(Dataset excerpt)
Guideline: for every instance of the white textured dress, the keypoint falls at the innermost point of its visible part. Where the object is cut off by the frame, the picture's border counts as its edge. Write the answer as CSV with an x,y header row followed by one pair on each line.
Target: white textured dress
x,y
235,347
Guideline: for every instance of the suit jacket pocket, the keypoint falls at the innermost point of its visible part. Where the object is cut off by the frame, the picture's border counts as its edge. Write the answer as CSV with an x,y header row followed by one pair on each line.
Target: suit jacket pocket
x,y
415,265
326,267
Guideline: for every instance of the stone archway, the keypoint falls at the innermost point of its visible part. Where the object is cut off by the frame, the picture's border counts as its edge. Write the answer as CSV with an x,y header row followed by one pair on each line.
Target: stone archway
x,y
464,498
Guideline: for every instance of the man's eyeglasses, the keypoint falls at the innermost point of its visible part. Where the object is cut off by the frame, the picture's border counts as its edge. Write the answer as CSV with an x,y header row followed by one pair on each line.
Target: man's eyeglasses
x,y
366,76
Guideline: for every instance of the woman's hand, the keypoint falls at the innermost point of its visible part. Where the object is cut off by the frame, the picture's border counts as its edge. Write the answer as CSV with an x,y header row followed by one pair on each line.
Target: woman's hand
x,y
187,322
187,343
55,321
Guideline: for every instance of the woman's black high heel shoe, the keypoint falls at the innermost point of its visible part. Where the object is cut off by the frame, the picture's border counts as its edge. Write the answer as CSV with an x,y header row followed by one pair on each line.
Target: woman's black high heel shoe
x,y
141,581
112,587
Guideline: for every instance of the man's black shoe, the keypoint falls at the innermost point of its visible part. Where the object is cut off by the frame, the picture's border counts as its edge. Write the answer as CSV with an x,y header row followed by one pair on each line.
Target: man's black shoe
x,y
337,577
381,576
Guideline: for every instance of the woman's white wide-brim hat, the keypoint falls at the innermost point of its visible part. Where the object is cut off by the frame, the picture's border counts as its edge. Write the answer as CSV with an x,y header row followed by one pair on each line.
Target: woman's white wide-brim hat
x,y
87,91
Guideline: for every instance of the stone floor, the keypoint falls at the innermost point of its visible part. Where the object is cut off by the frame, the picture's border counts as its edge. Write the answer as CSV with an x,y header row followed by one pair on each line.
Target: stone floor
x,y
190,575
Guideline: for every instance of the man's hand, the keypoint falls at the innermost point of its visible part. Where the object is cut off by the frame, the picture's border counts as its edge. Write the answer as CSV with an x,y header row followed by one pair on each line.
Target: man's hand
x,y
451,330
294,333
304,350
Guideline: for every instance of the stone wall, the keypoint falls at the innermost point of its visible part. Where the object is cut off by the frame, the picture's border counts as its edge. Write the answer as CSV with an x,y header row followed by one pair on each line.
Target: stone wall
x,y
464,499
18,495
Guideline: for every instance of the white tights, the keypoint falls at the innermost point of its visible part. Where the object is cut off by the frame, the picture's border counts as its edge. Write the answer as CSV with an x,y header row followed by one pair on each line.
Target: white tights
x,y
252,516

Given exercise:
Copy out the lines above verbatim, beginning with the line that contains "Guideline: for every instance of the white tights, the" and continuing through the final line.

Answer in full:
Guideline: for every instance of the white tights, the keypoint falls at the innermost point of its visible part. Where the object is cut off by the frame, the picture's border counts as its edge. Write the answer as CSV with an x,y header row followed by one pair on each line.
Target: white tights
x,y
252,516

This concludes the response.